Part of a data file:
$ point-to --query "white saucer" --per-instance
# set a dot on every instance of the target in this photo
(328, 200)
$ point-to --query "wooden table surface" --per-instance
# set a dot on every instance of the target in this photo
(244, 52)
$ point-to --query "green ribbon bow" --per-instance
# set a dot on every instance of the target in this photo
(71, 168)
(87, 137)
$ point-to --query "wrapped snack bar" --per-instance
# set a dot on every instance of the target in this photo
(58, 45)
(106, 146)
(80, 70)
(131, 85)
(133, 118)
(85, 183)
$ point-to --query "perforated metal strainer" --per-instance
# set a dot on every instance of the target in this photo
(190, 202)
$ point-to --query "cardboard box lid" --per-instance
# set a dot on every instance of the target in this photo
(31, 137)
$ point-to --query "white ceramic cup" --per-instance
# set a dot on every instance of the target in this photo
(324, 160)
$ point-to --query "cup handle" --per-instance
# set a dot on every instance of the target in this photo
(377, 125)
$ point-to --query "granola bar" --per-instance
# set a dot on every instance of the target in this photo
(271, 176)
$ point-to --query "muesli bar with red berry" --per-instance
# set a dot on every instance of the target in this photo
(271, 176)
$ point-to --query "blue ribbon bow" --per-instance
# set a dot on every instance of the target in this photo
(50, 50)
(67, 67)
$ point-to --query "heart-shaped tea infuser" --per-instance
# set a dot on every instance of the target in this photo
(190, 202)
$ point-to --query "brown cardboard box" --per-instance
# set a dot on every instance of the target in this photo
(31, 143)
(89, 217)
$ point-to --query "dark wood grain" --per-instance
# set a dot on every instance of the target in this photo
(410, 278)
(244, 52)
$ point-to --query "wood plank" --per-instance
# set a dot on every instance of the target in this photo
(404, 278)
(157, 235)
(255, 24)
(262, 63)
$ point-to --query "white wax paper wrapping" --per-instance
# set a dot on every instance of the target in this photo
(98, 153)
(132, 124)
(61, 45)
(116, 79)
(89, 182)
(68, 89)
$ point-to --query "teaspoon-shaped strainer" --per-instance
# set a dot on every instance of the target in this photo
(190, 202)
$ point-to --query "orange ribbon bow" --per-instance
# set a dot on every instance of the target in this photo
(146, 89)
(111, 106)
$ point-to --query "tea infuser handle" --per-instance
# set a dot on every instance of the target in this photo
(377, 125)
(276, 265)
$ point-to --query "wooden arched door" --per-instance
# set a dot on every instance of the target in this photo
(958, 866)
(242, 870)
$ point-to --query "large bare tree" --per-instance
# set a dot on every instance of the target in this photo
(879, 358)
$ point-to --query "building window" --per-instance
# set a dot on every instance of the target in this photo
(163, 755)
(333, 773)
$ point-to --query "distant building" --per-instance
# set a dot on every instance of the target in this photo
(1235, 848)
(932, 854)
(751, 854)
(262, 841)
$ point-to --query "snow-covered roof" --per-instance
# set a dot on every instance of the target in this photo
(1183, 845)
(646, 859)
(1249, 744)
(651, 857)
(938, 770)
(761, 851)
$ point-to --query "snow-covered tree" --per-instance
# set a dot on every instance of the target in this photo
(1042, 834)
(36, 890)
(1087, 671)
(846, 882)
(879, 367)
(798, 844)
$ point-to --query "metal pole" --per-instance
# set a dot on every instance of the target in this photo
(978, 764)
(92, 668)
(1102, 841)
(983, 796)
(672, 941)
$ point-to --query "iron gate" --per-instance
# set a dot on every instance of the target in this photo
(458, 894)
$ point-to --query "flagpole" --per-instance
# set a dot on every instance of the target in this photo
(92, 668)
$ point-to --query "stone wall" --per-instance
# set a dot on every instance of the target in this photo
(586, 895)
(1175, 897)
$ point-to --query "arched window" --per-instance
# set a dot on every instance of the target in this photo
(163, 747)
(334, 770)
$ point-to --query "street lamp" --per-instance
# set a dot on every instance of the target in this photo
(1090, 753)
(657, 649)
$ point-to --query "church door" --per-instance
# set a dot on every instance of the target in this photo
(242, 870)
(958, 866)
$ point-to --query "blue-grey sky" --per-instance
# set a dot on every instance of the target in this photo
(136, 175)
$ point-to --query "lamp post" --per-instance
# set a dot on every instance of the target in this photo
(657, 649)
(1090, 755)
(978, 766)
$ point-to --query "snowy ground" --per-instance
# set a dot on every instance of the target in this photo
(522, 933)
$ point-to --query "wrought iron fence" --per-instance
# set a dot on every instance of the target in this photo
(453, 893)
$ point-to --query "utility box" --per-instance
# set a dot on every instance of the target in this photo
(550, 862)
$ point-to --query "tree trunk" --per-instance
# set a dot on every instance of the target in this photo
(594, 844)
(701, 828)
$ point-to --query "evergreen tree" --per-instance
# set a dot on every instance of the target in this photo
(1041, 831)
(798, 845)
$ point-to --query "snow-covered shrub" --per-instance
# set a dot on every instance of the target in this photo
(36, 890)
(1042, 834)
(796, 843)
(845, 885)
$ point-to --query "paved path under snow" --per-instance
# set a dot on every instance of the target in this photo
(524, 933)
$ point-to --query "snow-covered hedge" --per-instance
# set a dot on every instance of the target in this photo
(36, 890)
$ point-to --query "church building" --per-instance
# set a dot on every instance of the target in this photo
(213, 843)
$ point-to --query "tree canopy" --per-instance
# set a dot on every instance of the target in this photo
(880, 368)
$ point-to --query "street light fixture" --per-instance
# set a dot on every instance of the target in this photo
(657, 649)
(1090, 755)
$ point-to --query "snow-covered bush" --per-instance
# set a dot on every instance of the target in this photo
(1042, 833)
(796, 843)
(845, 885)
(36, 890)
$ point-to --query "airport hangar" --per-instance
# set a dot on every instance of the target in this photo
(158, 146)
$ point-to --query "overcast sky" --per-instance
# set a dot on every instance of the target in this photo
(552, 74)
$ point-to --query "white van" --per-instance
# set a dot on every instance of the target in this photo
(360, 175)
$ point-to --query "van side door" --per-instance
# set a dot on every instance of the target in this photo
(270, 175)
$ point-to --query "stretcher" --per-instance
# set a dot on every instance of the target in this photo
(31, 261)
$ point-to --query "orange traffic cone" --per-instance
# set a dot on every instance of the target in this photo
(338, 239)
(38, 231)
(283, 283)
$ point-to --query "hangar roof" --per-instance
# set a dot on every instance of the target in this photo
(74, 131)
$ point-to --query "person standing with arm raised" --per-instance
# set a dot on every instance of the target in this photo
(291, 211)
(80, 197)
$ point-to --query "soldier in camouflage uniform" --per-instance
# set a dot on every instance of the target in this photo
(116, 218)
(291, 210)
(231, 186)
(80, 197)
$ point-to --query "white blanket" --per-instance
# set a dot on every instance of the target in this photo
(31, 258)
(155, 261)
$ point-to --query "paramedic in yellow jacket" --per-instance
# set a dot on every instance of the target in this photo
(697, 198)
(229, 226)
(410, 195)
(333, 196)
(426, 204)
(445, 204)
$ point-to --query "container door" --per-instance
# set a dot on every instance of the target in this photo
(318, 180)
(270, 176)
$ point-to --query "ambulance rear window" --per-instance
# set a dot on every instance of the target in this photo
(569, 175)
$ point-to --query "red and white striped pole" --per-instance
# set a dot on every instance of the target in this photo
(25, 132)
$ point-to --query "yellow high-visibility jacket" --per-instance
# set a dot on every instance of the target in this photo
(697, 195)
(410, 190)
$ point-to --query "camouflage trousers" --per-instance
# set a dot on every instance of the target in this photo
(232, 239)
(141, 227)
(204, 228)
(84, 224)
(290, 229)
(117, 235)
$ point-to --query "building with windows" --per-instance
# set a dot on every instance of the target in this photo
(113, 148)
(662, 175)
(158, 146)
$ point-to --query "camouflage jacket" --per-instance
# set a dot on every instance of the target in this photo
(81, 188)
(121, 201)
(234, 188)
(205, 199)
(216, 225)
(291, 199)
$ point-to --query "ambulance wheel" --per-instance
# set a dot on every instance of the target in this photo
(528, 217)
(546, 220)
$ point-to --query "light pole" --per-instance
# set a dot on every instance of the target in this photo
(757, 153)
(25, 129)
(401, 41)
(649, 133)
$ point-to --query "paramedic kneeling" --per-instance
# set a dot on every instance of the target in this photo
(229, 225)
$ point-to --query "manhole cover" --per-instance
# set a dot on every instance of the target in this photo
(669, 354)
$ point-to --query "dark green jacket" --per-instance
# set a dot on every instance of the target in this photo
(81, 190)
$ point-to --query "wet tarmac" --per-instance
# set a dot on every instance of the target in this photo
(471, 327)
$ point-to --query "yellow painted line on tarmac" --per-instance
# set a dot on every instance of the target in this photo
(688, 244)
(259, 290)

• Task details:
Set out exactly the run of lines that begins at the line holding "painted line on" and ends at the last line of the data.

• Expected answer:
$ point-to --query "yellow painted line on tarmac" --per-instance
# set a dot on every instance of the target in this photo
(688, 244)
(259, 290)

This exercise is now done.